*What the task asks*: Can you pull out every one of the rows below word for word, leaving the pictures out of your answer?

— start of Records for the exercise —

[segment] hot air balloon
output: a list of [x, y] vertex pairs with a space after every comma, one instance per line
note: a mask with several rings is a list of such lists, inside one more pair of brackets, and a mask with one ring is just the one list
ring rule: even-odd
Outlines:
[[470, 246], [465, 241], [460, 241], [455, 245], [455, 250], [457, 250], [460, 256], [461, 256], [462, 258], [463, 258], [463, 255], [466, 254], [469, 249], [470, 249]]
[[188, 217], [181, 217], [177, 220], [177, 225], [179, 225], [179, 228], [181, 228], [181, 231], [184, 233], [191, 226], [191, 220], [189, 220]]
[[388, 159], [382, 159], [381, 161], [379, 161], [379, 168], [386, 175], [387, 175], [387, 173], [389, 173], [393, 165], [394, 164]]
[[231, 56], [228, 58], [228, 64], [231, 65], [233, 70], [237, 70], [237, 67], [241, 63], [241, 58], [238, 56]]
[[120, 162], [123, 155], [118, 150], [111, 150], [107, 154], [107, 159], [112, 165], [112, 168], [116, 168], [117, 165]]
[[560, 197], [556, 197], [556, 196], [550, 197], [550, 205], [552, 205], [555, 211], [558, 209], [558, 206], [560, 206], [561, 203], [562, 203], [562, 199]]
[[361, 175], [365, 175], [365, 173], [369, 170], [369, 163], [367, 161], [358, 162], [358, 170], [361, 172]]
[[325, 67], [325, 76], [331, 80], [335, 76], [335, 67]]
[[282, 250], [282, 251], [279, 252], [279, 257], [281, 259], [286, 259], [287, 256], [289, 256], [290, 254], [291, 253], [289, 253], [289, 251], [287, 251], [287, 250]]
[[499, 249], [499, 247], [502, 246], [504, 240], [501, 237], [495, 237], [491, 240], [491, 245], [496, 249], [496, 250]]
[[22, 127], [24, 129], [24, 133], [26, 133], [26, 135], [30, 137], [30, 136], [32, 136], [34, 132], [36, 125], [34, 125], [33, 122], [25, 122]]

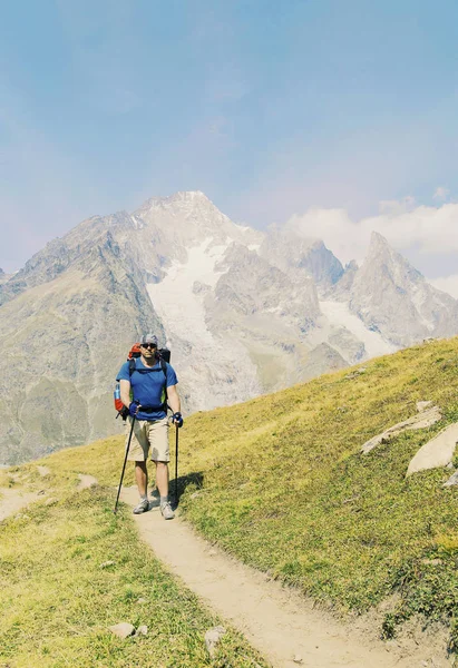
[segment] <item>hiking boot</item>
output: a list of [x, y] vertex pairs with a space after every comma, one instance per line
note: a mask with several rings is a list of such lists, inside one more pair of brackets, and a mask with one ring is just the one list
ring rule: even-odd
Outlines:
[[135, 514], [140, 514], [149, 510], [148, 499], [142, 499], [142, 501], [134, 508]]
[[166, 503], [160, 504], [160, 512], [163, 513], [163, 518], [165, 520], [173, 520], [175, 517], [175, 513], [172, 510], [172, 505], [169, 504], [168, 501], [166, 501]]

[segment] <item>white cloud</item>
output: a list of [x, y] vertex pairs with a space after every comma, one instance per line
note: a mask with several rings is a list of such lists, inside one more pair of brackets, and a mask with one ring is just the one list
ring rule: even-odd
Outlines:
[[458, 274], [444, 278], [432, 278], [429, 283], [458, 299]]
[[444, 186], [438, 186], [435, 190], [435, 194], [432, 195], [433, 199], [447, 199], [449, 195], [449, 190], [447, 188], [445, 188]]
[[372, 232], [399, 252], [416, 247], [425, 254], [458, 254], [458, 204], [412, 207], [411, 198], [382, 203], [381, 214], [358, 222], [344, 209], [309, 209], [294, 215], [286, 227], [323, 239], [344, 263], [364, 257]]

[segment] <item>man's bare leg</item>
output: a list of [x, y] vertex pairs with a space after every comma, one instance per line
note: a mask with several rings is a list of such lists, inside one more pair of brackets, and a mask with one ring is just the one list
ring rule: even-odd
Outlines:
[[167, 462], [154, 462], [156, 464], [156, 487], [160, 494], [160, 500], [168, 499], [168, 464]]
[[140, 499], [148, 497], [148, 470], [146, 462], [135, 462], [135, 480]]

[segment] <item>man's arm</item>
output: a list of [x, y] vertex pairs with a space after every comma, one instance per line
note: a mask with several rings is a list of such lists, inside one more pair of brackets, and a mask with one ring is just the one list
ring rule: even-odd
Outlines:
[[130, 405], [130, 382], [129, 381], [119, 381], [120, 387], [120, 400], [126, 406], [126, 409]]
[[[123, 386], [120, 390], [120, 397], [123, 399]], [[181, 412], [181, 403], [179, 403], [179, 396], [178, 396], [178, 392], [176, 390], [176, 385], [168, 385], [167, 399], [168, 399], [168, 404], [169, 404], [172, 411], [174, 413], [179, 413]]]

— end of Records for the exercise —

*Problem solution*:
[segment] hot air balloon
output: a list of [x, y] vertex pairs with a space after every comma, one instance per line
note: a mask with several rings is a list of such lists, inside one more pair of brackets, and a mask with one ring is just the one list
ring rule: even-odd
Outlines:
[[470, 246], [465, 241], [460, 241], [455, 245], [455, 250], [457, 250], [460, 256], [461, 256], [462, 258], [463, 258], [463, 255], [466, 254], [469, 249], [470, 249]]
[[188, 217], [181, 217], [177, 220], [177, 225], [179, 225], [179, 228], [181, 228], [181, 231], [184, 233], [191, 226], [191, 220], [189, 220]]
[[388, 159], [382, 159], [381, 161], [379, 161], [379, 168], [386, 175], [387, 175], [387, 173], [389, 173], [393, 165], [394, 164]]
[[231, 56], [228, 58], [228, 64], [231, 65], [233, 70], [237, 70], [237, 67], [241, 63], [241, 58], [238, 56]]
[[120, 162], [123, 155], [118, 150], [111, 150], [107, 154], [107, 159], [112, 165], [112, 168], [116, 168], [117, 165]]
[[560, 197], [556, 197], [556, 196], [550, 197], [550, 205], [552, 205], [555, 211], [558, 209], [558, 206], [560, 206], [561, 203], [562, 203], [562, 199]]
[[361, 175], [365, 175], [365, 173], [369, 170], [369, 163], [367, 161], [358, 162], [358, 170], [361, 172]]
[[325, 67], [325, 76], [331, 80], [335, 76], [335, 67]]
[[282, 250], [282, 251], [279, 252], [279, 257], [281, 259], [286, 259], [287, 256], [289, 256], [290, 254], [291, 253], [289, 253], [289, 251], [287, 251], [287, 250]]
[[499, 249], [499, 247], [502, 246], [504, 240], [501, 237], [495, 237], [491, 240], [491, 245], [496, 249], [496, 250]]
[[22, 127], [24, 129], [24, 133], [26, 133], [26, 135], [30, 137], [30, 136], [32, 136], [34, 132], [36, 125], [34, 125], [33, 122], [25, 122]]

[segment] <item>hiking boot</item>
output: a list of [x, y] vertex pairs with a space after every comma, one instance per line
note: a mask with several rings is a list of such lists, inside one more pair of brackets, and a mask with one ring is just the one list
ring rule: even-odd
Outlines:
[[135, 514], [140, 514], [149, 510], [148, 499], [142, 499], [142, 501], [134, 508]]
[[166, 503], [160, 504], [160, 512], [163, 513], [163, 518], [165, 520], [173, 520], [175, 517], [175, 513], [172, 510], [172, 505], [169, 504], [168, 501], [166, 501]]

[segment] <item>white cloud</item>
output: a list of [x, y] vertex pairs with a space after every comma, one instance per line
note: a mask with several rings is a list of such lists, inside one more pair of brackets, and a mask with one ring is just the one list
ring rule: even-odd
Outlines:
[[458, 274], [444, 278], [432, 278], [429, 283], [458, 299]]
[[444, 186], [438, 186], [435, 190], [435, 194], [432, 195], [433, 199], [447, 199], [449, 195], [449, 190], [447, 188], [445, 188]]
[[372, 232], [399, 252], [416, 247], [425, 254], [458, 254], [458, 204], [412, 207], [411, 198], [382, 203], [381, 214], [358, 222], [344, 209], [309, 209], [294, 215], [286, 227], [323, 239], [344, 263], [364, 257]]

[segment] <item>man's bare leg</item>
output: a list of [x, y] vertex pairs with a space after every comma, one instance per line
note: a mask with several rings is a list of such lists, inside one more pair of brackets, and a mask with one ring is just the one list
ring rule: even-odd
Outlines:
[[167, 462], [154, 462], [156, 464], [156, 487], [160, 494], [160, 500], [168, 499], [168, 464]]
[[140, 499], [148, 497], [148, 470], [146, 462], [135, 462], [135, 480]]

[segment] <item>man's arm</item>
output: a list of [x, y] vertex pairs with a space after every comma, one instance per line
note: a mask with several rings is a list of such lists, inside one more pair of brackets, and a mask with one ring is just the one list
ring rule: even-odd
Outlines:
[[130, 405], [130, 382], [129, 381], [119, 381], [120, 387], [120, 400], [126, 406], [126, 409]]
[[[123, 386], [120, 390], [120, 397], [123, 399]], [[181, 412], [181, 403], [179, 403], [179, 396], [178, 396], [178, 392], [176, 390], [176, 385], [168, 385], [167, 399], [168, 399], [168, 404], [169, 404], [172, 411], [174, 413], [179, 413]]]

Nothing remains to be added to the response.